--- begin Data entries ---
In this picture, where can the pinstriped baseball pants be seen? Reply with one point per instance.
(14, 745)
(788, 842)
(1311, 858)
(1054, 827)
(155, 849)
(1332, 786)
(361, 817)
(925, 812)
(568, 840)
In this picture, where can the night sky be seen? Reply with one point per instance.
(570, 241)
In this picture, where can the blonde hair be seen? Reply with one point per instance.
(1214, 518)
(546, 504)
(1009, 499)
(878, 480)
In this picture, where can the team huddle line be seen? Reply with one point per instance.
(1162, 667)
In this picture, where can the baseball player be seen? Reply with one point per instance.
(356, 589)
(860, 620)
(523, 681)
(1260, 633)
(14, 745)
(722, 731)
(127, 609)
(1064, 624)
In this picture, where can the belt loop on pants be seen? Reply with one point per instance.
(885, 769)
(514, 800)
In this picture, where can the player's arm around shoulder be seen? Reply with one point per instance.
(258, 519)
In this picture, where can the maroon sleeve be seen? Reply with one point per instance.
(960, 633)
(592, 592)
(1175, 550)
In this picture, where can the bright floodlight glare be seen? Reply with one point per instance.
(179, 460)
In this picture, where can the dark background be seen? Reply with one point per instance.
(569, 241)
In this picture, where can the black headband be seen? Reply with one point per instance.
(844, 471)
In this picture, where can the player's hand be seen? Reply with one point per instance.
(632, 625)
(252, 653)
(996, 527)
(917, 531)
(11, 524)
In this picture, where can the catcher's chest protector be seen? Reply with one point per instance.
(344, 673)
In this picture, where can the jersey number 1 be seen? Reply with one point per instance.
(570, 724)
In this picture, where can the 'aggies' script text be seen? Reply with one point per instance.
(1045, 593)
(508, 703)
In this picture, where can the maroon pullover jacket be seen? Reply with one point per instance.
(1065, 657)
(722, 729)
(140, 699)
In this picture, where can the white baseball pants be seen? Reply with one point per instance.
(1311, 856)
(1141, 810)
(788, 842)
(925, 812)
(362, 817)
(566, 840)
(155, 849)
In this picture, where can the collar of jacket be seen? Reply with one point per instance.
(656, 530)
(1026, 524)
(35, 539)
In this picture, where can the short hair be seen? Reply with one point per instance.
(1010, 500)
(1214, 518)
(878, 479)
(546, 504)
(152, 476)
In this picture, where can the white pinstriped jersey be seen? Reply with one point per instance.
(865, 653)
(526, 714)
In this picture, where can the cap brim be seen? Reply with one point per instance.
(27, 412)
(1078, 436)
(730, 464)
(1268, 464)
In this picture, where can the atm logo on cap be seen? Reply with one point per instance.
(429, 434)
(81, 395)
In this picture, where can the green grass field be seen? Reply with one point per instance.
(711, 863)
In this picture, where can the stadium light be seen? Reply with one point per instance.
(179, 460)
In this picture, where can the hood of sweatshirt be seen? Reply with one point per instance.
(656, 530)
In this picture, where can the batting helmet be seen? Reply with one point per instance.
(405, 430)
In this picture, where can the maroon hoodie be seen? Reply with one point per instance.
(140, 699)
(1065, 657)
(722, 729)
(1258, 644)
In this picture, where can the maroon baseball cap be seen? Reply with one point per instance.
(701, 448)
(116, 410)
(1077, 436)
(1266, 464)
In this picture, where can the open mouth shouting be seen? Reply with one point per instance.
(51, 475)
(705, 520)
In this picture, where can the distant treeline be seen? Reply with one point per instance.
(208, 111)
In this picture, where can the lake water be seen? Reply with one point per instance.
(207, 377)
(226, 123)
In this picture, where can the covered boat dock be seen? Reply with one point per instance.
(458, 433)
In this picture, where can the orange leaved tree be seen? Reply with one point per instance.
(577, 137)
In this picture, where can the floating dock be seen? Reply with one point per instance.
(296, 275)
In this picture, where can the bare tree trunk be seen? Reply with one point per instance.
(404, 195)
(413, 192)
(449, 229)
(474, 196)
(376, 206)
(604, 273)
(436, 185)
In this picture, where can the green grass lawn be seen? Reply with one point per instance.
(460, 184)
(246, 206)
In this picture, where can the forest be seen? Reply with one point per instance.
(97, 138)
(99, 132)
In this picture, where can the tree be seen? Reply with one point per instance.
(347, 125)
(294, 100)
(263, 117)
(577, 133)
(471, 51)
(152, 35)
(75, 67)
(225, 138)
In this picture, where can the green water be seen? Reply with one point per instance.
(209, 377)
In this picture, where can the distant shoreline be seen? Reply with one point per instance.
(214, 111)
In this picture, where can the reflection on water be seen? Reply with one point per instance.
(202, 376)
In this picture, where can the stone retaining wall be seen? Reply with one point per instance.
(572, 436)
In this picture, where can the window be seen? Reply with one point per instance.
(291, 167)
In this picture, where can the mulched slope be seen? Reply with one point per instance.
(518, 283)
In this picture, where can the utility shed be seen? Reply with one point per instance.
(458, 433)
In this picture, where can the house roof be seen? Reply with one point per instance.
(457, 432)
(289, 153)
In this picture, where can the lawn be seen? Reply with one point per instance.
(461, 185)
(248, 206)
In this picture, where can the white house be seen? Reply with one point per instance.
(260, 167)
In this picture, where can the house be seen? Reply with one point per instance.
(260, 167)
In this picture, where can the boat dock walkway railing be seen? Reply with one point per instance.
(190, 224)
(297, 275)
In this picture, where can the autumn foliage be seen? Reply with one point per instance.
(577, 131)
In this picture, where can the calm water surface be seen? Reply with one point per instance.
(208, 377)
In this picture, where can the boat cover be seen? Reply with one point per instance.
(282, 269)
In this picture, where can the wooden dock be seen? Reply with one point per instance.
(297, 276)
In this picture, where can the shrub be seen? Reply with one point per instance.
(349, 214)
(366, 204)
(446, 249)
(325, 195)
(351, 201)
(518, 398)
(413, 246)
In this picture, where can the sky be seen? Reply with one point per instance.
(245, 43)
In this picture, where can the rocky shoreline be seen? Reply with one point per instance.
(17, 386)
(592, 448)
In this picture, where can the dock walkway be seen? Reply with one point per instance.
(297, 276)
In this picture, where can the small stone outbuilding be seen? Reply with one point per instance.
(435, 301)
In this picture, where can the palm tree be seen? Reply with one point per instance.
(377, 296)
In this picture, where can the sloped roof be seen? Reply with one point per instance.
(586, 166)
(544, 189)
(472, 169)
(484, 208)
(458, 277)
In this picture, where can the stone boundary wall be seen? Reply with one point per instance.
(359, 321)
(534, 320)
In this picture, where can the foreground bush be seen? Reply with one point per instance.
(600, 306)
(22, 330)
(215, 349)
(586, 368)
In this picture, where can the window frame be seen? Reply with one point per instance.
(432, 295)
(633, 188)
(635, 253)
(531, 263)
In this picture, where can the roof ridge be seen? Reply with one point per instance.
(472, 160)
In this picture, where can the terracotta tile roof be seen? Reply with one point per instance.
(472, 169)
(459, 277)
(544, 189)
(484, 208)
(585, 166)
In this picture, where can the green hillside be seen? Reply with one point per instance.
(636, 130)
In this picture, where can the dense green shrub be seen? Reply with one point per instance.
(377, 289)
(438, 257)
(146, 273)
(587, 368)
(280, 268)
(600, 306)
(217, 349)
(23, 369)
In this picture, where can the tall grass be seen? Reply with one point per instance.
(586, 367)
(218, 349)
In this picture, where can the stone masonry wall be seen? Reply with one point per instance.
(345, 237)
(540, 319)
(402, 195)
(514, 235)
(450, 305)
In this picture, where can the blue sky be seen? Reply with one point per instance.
--- end Data entries ---
Using the material above, print every entry exactly as written.

*Written reply*
In this picture, where can the pinstriped baseball pants be seen? Reply with one point per instance.
(14, 745)
(788, 842)
(1311, 858)
(1054, 827)
(155, 849)
(1332, 786)
(361, 817)
(925, 812)
(568, 840)
In this picture, where can the night sky be seen? Reply with one point per instance.
(570, 241)
In this picture, where can the blonde hair be seen? Reply with one point per instance.
(1214, 518)
(546, 504)
(1009, 499)
(878, 480)
In this picture, where can the team huddle line be seen? Reply with one point per instance.
(1162, 667)
In this picture, where can the baseball player be seen? Reply with one point per instance.
(356, 589)
(860, 620)
(523, 681)
(1260, 633)
(14, 745)
(722, 731)
(127, 609)
(1064, 624)
In this picture, where can the belt loop on pants be seen? Reply with one point per instance.
(885, 769)
(514, 800)
In this picture, where can the player's arm around shoulder be seen? Reply with one point per instance.
(258, 519)
In this picture, where can the maroon sleeve be seen? Reply with one point per instance.
(960, 633)
(592, 592)
(1175, 550)
In this picture, where can the bright floodlight glare be seen? Reply with one point per instance.
(179, 460)
In this picture, where can the dark background be seen? Reply with one point per instance.
(569, 241)
In this picture, where can the black headband be seen? Reply with one point per instance.
(844, 471)
In this picture, where can the player's hand be seen? Reply with one point per instance.
(632, 625)
(252, 653)
(996, 527)
(917, 531)
(11, 524)
In this picture, where can the catcher's chest protector be seen? Reply with one point per instance.
(344, 673)
In this picture, where can the jersey number 1 be seen? Reply with one point per instance.
(570, 724)
In this picture, where can the 'aggies' script text be seen? Reply with one point per instance.
(1045, 593)
(508, 703)
In this picture, where can the maroon pullover jacket be seen? Reply with one point per instance.
(1065, 657)
(722, 729)
(140, 699)
In this picture, where can the white baseball pants be seen? Reply with one point per instance.
(1311, 856)
(1141, 810)
(788, 842)
(925, 812)
(362, 817)
(566, 840)
(155, 849)
In this picture, where can the collar of jacket be seen? Reply with one point per instance.
(656, 530)
(1026, 524)
(35, 539)
In this picture, where can the short hair be seen? Reply with one point per instance.
(1010, 500)
(1214, 518)
(878, 479)
(546, 504)
(152, 476)
In this picture, where can the white pinstriped jersey be seen? Reply with one point per instance.
(865, 653)
(526, 714)
In this picture, where can the cap brim be seen? Reply with one point per instance.
(27, 412)
(1078, 436)
(730, 464)
(1268, 464)
In this picture, where can the atm logo on cap be seen? Reply with one point per instance.
(429, 434)
(81, 395)
In this picture, where can the green grass field be seen? Reply with one point per instance.
(711, 863)
In this picture, where can the stadium light be seen? Reply with one point per instance.
(179, 460)
In this picture, where can the hood of sweatshirt be seen? Reply with one point per instance.
(656, 530)
In this picture, where can the batting helmet be seen? Reply with one point per instance.
(405, 430)
In this picture, where can the maroon hoodie be seen? Reply with one point per instance.
(140, 699)
(1065, 657)
(722, 729)
(1258, 644)
In this picture, where can the maroon baseball cap be seen? Reply with one point per instance.
(701, 448)
(116, 410)
(1077, 436)
(1266, 464)
In this picture, where can the open mouth shouting be seen? Reply with one point per instance.
(51, 475)
(705, 520)
In this picture, where can the distant treeline be seen? Reply with one point per instance.
(208, 111)
In this picture, where can the lake water be seen? Reply with one point per instance.
(207, 377)
(226, 123)
In this picture, where can the covered boat dock be seen? Reply with one point per instance.
(458, 433)
In this picture, where can the orange leaved tree be seen? Reply with one point per instance.
(577, 137)
In this picture, where can the floating dock be seen? Reply with one point per instance.
(296, 275)
In this picture, where can the bare tree trunk be seen? Reply with one point per instance.
(404, 195)
(413, 192)
(449, 229)
(474, 196)
(376, 206)
(604, 273)
(436, 185)
In this picture, where can the green grass lawn be seen? Reply with one point per instance.
(460, 184)
(246, 206)
In this picture, where can the forest be seen? Reply with one point per instance.
(97, 138)
(99, 132)
In this picture, where can the tree be seen? Reply with one point per instance.
(347, 125)
(294, 100)
(263, 117)
(577, 133)
(471, 51)
(152, 35)
(75, 67)
(225, 138)
In this picture, where can the green water be seen? Reply with one point per instance.
(209, 377)
In this picture, where can the distant shoreline be seen? Reply with one point per instance.
(214, 111)
In this picture, where can the reflection on water be seen? Reply with one point per instance.
(202, 376)
In this picture, where can the stone retaining wall be seen? Reply with one point per instance.
(572, 436)
In this picture, where can the window be seen? Reply with one point per instance.
(291, 167)
In this picture, where can the mulched slope be seen? Reply with one point per instance.
(518, 283)
In this picture, where can the utility shed be seen? Reply with one point per instance.
(458, 433)
In this picture, where can the house roof be seen? Reply with one point per instance.
(457, 432)
(289, 153)
In this picture, where can the lawn be seen? Reply with one point per instance.
(461, 185)
(248, 206)
In this picture, where can the white house be seen? Reply with one point per instance.
(260, 167)
In this picture, where can the house be seen? Reply with one point per instance.
(260, 167)
In this picture, where can the boat dock walkway railing be seen? Reply with one point per instance.
(190, 224)
(297, 275)
In this picture, where can the autumn foliage be seen? Reply with one point per instance.
(577, 131)
In this picture, where can the calm water surface be seen? Reply with one point per instance.
(208, 377)
In this picture, where can the boat cover be seen? Reply with one point per instance.
(282, 269)
In this picture, where can the wooden dock be seen? Reply with one point per instance.
(297, 276)
In this picture, where can the shrub be seen? Reply with one point per instance.
(349, 214)
(366, 204)
(446, 249)
(325, 195)
(351, 201)
(518, 398)
(413, 246)
In this picture, where can the sky be seen? Reply with one point per instance.
(245, 43)
In this picture, where can the rocky shoreline be seen? Reply with one point per instance.
(17, 386)
(592, 448)
In this picture, where can the dock walkway be seen? Reply with one point per instance.
(297, 276)
In this picture, where can the small stone outbuilding be seen? Reply with one point per instance.
(435, 301)
In this picture, where can the palm tree be seen? Reply with one point per instance.
(377, 296)
In this picture, where can the sloped roof be seen? Reply with one point per instance.
(586, 166)
(544, 189)
(472, 169)
(484, 208)
(458, 277)
In this picture, where can the stone boundary wall be seen? Reply with one point per instance.
(359, 321)
(534, 320)
In this picture, where can the foreground bush be seen? Reply with one point per instance.
(600, 306)
(22, 330)
(215, 349)
(586, 368)
In this picture, where can the window frame be seen? Reply with one point per instance.
(432, 295)
(633, 188)
(635, 253)
(531, 263)
In this picture, where can the roof ridge be seen? Reply with one point per instance.
(472, 160)
In this picture, where can the terracotta tile roof be seen? Reply with one point per instance.
(472, 169)
(459, 277)
(544, 189)
(484, 208)
(585, 166)
In this picture, where can the green hillside be seen? Reply with one point per instance.
(636, 130)
In this picture, where can the dense green shrub be seen? Reply with one point per instance.
(377, 289)
(438, 257)
(146, 273)
(587, 368)
(280, 268)
(600, 306)
(217, 349)
(23, 369)
In this picture, where can the tall grass be seen? Reply with one point per instance.
(586, 367)
(218, 349)
In this picture, where can the stone masonry wall be seen? Reply with one point per instance.
(345, 237)
(540, 319)
(402, 195)
(514, 235)
(450, 305)
In this picture, where can the blue sky be seen? Reply with one point per instance.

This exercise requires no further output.